TASK DESCRIPTION: Rescale the entries starting at the line containing "AR overlay engine: identify the rear bumper" and ending at the last line of the entries. Rewrite every one of those lines, requests included. In the answers, multiply each box coordinate by 2.25 and round to the nearest whole number, with halves rounded up.

□ □ □ □ □

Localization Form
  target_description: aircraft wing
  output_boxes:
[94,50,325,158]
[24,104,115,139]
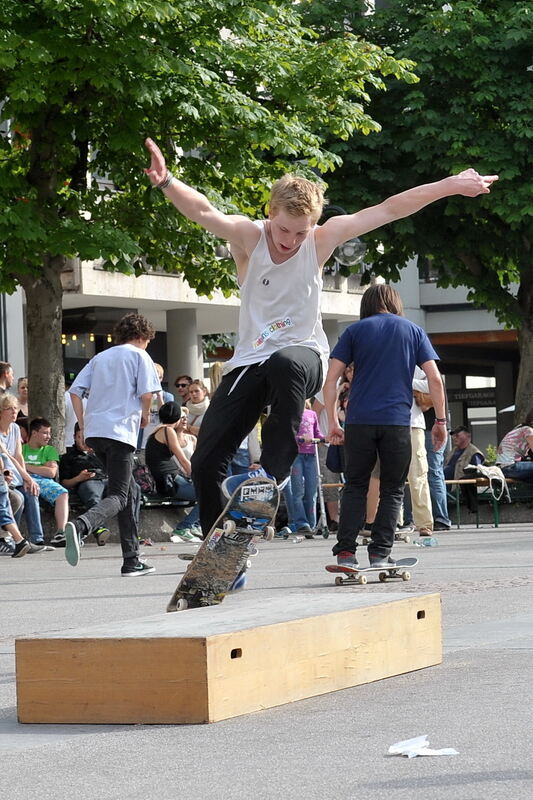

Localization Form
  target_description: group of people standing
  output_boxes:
[2,140,497,577]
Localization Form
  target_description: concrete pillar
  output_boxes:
[494,361,515,442]
[322,319,339,350]
[166,308,203,392]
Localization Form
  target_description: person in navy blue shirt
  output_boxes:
[324,284,447,566]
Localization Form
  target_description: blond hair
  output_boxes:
[269,175,324,223]
[0,392,19,413]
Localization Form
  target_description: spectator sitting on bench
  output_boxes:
[444,425,485,512]
[444,425,485,481]
[496,408,533,483]
[59,422,110,547]
[145,402,202,542]
[22,417,68,547]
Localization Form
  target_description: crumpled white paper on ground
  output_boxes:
[389,736,459,758]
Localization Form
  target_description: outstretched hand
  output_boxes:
[144,139,167,186]
[455,169,498,197]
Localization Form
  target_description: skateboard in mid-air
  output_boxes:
[167,478,279,611]
[326,558,418,586]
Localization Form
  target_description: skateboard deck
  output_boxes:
[167,478,279,611]
[326,558,418,586]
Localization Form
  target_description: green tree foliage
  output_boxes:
[0,0,416,292]
[306,0,533,416]
[0,0,414,432]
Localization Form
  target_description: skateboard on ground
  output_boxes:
[167,478,279,611]
[326,558,418,586]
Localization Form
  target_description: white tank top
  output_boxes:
[224,220,329,379]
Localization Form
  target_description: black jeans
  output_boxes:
[79,436,141,558]
[191,346,322,536]
[333,425,411,557]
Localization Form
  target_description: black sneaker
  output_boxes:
[368,556,396,568]
[93,528,111,547]
[0,539,15,556]
[11,539,31,558]
[120,560,155,578]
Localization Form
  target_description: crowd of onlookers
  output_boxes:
[0,362,533,558]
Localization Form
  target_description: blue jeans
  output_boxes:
[78,436,141,559]
[333,424,411,558]
[500,461,533,483]
[291,453,318,528]
[14,486,44,544]
[174,474,200,528]
[425,431,452,526]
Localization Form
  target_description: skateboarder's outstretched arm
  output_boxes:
[145,139,259,255]
[315,169,498,261]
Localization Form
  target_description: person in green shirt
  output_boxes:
[22,417,68,547]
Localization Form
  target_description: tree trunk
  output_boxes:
[515,318,533,425]
[20,256,66,453]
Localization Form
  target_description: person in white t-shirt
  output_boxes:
[145,139,497,536]
[65,313,161,577]
[496,408,533,483]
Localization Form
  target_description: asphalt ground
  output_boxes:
[0,523,533,800]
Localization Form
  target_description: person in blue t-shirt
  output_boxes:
[324,284,447,566]
[65,313,161,577]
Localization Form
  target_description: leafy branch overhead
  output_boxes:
[0,0,416,293]
[306,0,533,332]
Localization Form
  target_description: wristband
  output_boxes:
[155,169,174,189]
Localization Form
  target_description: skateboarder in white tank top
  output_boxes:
[145,139,497,536]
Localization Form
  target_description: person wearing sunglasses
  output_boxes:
[174,375,192,406]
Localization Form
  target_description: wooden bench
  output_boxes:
[445,478,533,528]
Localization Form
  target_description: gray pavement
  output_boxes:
[0,522,533,800]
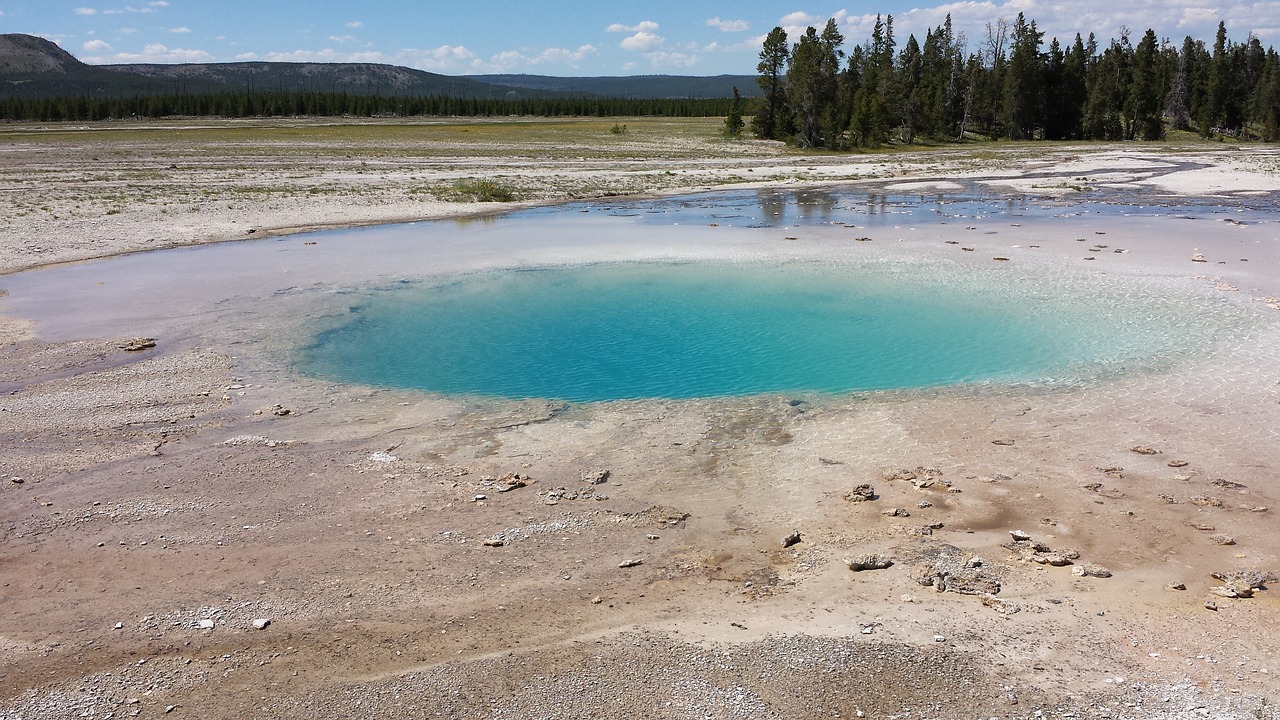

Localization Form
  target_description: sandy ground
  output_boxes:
[0,120,1280,720]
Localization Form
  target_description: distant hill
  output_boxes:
[0,33,561,99]
[0,33,759,100]
[467,74,760,99]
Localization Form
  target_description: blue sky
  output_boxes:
[0,0,1280,76]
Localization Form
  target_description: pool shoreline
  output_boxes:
[0,142,1280,719]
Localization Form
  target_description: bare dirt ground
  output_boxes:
[0,120,1280,720]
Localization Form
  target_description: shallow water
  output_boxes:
[298,257,1239,401]
[0,187,1259,401]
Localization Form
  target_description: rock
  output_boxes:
[494,473,529,492]
[1071,562,1111,578]
[982,594,1021,615]
[845,552,893,573]
[845,483,877,502]
[1211,570,1276,591]
[116,337,156,352]
[1032,550,1080,568]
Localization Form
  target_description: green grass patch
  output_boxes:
[451,178,516,202]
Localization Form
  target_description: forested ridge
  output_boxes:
[751,13,1280,150]
[0,91,731,122]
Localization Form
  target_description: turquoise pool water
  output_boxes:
[300,263,1192,401]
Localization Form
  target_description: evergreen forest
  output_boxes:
[750,13,1280,150]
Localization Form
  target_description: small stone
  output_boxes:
[845,483,876,502]
[845,552,893,573]
[1071,562,1111,578]
[116,337,156,352]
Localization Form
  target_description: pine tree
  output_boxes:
[751,27,791,140]
[724,85,746,137]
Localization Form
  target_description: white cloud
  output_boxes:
[468,45,599,73]
[618,31,663,53]
[707,18,751,32]
[604,20,658,32]
[81,42,214,64]
[648,51,699,68]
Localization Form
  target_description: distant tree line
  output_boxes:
[0,91,732,122]
[751,13,1280,150]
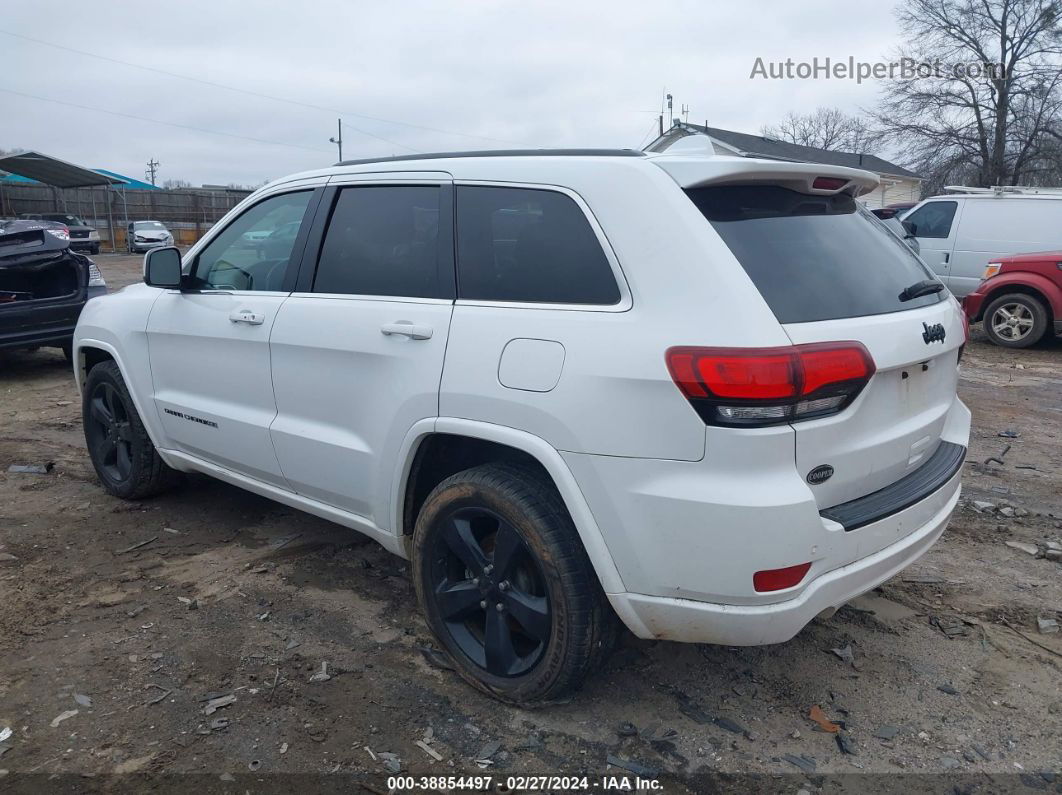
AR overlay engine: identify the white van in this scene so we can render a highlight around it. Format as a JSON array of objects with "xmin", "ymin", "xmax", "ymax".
[{"xmin": 903, "ymin": 188, "xmax": 1062, "ymax": 297}]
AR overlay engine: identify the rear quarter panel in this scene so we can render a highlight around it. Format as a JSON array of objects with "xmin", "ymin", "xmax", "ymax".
[{"xmin": 440, "ymin": 158, "xmax": 789, "ymax": 461}]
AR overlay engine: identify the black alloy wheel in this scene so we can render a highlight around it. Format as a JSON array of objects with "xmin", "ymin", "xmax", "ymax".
[
  {"xmin": 431, "ymin": 507, "xmax": 552, "ymax": 676},
  {"xmin": 81, "ymin": 361, "xmax": 177, "ymax": 500},
  {"xmin": 85, "ymin": 381, "xmax": 135, "ymax": 483},
  {"xmin": 410, "ymin": 462, "xmax": 619, "ymax": 705}
]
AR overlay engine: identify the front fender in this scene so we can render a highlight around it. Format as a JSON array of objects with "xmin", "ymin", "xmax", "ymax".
[
  {"xmin": 73, "ymin": 286, "xmax": 166, "ymax": 448},
  {"xmin": 977, "ymin": 272, "xmax": 1062, "ymax": 321}
]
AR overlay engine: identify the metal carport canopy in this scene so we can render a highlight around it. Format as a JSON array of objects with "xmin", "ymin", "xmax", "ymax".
[{"xmin": 0, "ymin": 152, "xmax": 124, "ymax": 188}]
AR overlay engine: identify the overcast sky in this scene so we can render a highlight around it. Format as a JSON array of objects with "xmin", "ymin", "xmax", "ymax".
[{"xmin": 0, "ymin": 0, "xmax": 897, "ymax": 185}]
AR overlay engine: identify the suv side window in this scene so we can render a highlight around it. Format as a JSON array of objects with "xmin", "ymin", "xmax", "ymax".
[
  {"xmin": 457, "ymin": 186, "xmax": 620, "ymax": 305},
  {"xmin": 904, "ymin": 202, "xmax": 959, "ymax": 239},
  {"xmin": 194, "ymin": 190, "xmax": 312, "ymax": 292},
  {"xmin": 313, "ymin": 185, "xmax": 453, "ymax": 298}
]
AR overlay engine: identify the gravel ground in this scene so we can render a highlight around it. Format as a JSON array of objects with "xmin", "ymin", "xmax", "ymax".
[{"xmin": 0, "ymin": 256, "xmax": 1062, "ymax": 793}]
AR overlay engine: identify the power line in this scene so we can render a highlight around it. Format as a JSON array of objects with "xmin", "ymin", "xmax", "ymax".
[
  {"xmin": 0, "ymin": 29, "xmax": 525, "ymax": 152},
  {"xmin": 0, "ymin": 87, "xmax": 331, "ymax": 154}
]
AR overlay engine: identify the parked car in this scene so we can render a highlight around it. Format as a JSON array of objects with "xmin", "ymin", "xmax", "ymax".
[
  {"xmin": 21, "ymin": 212, "xmax": 100, "ymax": 254},
  {"xmin": 902, "ymin": 189, "xmax": 1062, "ymax": 297},
  {"xmin": 0, "ymin": 220, "xmax": 107, "ymax": 356},
  {"xmin": 125, "ymin": 221, "xmax": 173, "ymax": 254},
  {"xmin": 74, "ymin": 150, "xmax": 970, "ymax": 703},
  {"xmin": 962, "ymin": 252, "xmax": 1062, "ymax": 348}
]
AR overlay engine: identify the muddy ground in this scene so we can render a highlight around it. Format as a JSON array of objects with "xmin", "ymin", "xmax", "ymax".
[{"xmin": 0, "ymin": 256, "xmax": 1062, "ymax": 792}]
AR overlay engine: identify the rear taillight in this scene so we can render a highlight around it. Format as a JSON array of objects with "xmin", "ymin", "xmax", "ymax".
[
  {"xmin": 666, "ymin": 342, "xmax": 874, "ymax": 428},
  {"xmin": 752, "ymin": 564, "xmax": 811, "ymax": 593}
]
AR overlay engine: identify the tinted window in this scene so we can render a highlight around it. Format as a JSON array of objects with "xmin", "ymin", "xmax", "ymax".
[
  {"xmin": 687, "ymin": 186, "xmax": 946, "ymax": 323},
  {"xmin": 458, "ymin": 186, "xmax": 619, "ymax": 304},
  {"xmin": 313, "ymin": 185, "xmax": 453, "ymax": 298},
  {"xmin": 904, "ymin": 202, "xmax": 958, "ymax": 238},
  {"xmin": 193, "ymin": 191, "xmax": 310, "ymax": 291}
]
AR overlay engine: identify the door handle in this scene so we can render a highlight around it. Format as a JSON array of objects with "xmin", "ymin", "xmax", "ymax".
[
  {"xmin": 228, "ymin": 309, "xmax": 266, "ymax": 326},
  {"xmin": 380, "ymin": 321, "xmax": 431, "ymax": 340}
]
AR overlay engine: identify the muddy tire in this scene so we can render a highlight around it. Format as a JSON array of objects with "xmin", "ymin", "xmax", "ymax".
[
  {"xmin": 81, "ymin": 362, "xmax": 177, "ymax": 500},
  {"xmin": 981, "ymin": 293, "xmax": 1047, "ymax": 348},
  {"xmin": 412, "ymin": 464, "xmax": 618, "ymax": 704}
]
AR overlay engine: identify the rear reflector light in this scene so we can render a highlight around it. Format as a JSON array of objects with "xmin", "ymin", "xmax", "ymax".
[
  {"xmin": 752, "ymin": 563, "xmax": 811, "ymax": 593},
  {"xmin": 811, "ymin": 176, "xmax": 849, "ymax": 190},
  {"xmin": 666, "ymin": 342, "xmax": 874, "ymax": 427}
]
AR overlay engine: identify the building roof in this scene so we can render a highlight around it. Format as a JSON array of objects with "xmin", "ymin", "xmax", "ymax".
[
  {"xmin": 0, "ymin": 152, "xmax": 122, "ymax": 188},
  {"xmin": 92, "ymin": 169, "xmax": 161, "ymax": 190},
  {"xmin": 646, "ymin": 121, "xmax": 922, "ymax": 179}
]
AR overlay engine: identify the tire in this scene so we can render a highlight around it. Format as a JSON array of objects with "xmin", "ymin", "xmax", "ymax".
[
  {"xmin": 981, "ymin": 293, "xmax": 1047, "ymax": 348},
  {"xmin": 412, "ymin": 464, "xmax": 618, "ymax": 705},
  {"xmin": 81, "ymin": 362, "xmax": 177, "ymax": 500}
]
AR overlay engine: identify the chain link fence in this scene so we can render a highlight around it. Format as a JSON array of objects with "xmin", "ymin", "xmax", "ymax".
[{"xmin": 0, "ymin": 182, "xmax": 251, "ymax": 250}]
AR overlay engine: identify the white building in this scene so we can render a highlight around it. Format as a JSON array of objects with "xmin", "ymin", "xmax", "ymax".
[{"xmin": 646, "ymin": 121, "xmax": 922, "ymax": 208}]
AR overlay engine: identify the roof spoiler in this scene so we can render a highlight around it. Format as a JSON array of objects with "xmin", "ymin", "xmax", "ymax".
[{"xmin": 651, "ymin": 156, "xmax": 880, "ymax": 196}]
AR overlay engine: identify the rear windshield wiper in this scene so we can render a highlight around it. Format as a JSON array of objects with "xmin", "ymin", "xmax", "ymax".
[{"xmin": 900, "ymin": 279, "xmax": 944, "ymax": 301}]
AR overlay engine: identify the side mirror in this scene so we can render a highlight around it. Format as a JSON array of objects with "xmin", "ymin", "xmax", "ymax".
[{"xmin": 143, "ymin": 245, "xmax": 181, "ymax": 288}]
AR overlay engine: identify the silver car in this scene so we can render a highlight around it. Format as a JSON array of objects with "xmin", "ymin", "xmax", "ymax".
[{"xmin": 125, "ymin": 221, "xmax": 173, "ymax": 254}]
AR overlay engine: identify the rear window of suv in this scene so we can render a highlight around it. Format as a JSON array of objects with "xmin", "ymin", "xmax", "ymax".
[{"xmin": 686, "ymin": 185, "xmax": 946, "ymax": 323}]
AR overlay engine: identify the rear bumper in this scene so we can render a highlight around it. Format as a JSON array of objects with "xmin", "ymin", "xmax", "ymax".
[
  {"xmin": 609, "ymin": 473, "xmax": 961, "ymax": 646},
  {"xmin": 563, "ymin": 398, "xmax": 971, "ymax": 645}
]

□ □ □ □ □

RESULT:
AR overlay engine: identify the rear bumper in this scene so we can render a highlight around it. Format as a JSON array of objects with "xmin", "ymin", "xmax", "ymax".
[
  {"xmin": 1370, "ymin": 1064, "xmax": 2162, "ymax": 1454},
  {"xmin": 1267, "ymin": 896, "xmax": 2185, "ymax": 1451}
]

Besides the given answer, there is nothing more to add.